• Text passage:
-=-=-=-=-
Deploying pdf2Data Editor manually
This guide describes how to manually configure and deploy pdf2Data Editor. It requires you deep understanding of docker technology and possible pitfalls, which are out of the scope of this guide. A few obvious shortcomings of manual deployment are
- It is error-prone and time-consuming
- Not only initial installation but also any upgrade requires manually review and changing configuration files
That's why we recommend, whenever possible, following the guide "Deploying pdf2Data Editor with a helper script " instead.
Prerequisites
Since pdf2Data Editor is provided as Docker containers, we assume that you have some familiarity with containerization, particularly with Docker Compose.
To deploy and start the app, the following software must be pre-installed.
- Get Docker 19.03.0+ To verify installation please use docker --version
- Docker compose plugin 1.27.0+ To verify installation please run docker compose --version in terminal
All pdf2Data Editor components are available as images on AWS ECR (or on Docker Hub for older versions) so your system must be able to access it.
Deployment
Create Docker Compose configuration file
To get the application deployed, it is required to create a docker-compose.yml
file with the following content:
Lightweight UI
services:
pdf2data-editor:
container_name: pdf2data-editor
pull_policy: always
restart: unless-stopped
image: public.ecr.aws/apryse/pdf2data-manager-db:{version} # replace {version} placeholder with the actual app version
env_file: .env
ports: ['80:8080']
Fully functional UI (recommended)
-=-=-=-=-
• Work to do:
[A] According to the pdf2Data Editor deployment guide, what is the minimum Docker version required?
[B] Which setting keys does the pdf2Data Editor deployment guide give under the pdf2data-editor service in its docker-compose.yml content? List all of them.

• Excerpted data:
-=-=-=-=-
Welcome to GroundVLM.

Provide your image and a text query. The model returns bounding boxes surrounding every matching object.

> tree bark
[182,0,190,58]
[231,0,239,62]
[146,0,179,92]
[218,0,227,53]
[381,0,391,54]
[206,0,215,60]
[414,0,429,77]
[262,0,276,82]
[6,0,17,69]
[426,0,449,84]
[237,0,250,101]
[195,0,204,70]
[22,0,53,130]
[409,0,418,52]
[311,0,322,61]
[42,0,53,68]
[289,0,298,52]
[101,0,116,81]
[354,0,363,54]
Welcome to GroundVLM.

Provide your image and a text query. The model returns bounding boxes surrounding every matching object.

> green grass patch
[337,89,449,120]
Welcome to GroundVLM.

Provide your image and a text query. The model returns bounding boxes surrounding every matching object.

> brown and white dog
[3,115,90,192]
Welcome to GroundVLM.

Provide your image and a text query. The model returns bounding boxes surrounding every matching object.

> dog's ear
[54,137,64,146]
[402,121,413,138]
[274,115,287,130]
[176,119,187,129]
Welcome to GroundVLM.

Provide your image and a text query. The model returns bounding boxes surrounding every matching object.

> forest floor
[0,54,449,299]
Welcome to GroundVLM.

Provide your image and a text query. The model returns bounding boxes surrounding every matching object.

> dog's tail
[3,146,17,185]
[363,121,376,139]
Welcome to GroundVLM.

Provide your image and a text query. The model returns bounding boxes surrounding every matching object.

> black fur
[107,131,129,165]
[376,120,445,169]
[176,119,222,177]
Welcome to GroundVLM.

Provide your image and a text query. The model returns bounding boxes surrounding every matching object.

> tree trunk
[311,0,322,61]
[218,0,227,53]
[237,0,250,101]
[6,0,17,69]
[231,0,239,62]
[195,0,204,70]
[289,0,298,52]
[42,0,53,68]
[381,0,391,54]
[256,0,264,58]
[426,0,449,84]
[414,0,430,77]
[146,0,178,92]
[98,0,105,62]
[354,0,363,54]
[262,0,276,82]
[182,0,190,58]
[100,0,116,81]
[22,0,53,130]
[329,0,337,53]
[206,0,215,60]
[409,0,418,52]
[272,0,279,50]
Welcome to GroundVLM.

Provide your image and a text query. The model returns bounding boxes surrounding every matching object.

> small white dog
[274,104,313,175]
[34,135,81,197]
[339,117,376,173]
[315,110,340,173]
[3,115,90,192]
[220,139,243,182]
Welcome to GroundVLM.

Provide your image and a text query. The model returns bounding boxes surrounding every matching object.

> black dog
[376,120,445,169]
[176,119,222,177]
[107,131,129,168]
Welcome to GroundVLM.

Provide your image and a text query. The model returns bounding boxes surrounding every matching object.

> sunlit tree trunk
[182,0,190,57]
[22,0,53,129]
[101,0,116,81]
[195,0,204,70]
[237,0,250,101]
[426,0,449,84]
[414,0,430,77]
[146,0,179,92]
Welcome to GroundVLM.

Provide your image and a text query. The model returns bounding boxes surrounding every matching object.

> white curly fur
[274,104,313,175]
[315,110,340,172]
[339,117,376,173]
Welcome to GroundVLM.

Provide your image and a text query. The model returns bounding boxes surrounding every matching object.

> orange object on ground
-=-=-=-=-
• Solutions for each task:
[A] Docker 19.03.0 or later.

[B] container_name, pull_policy, restart, image, env_file, ports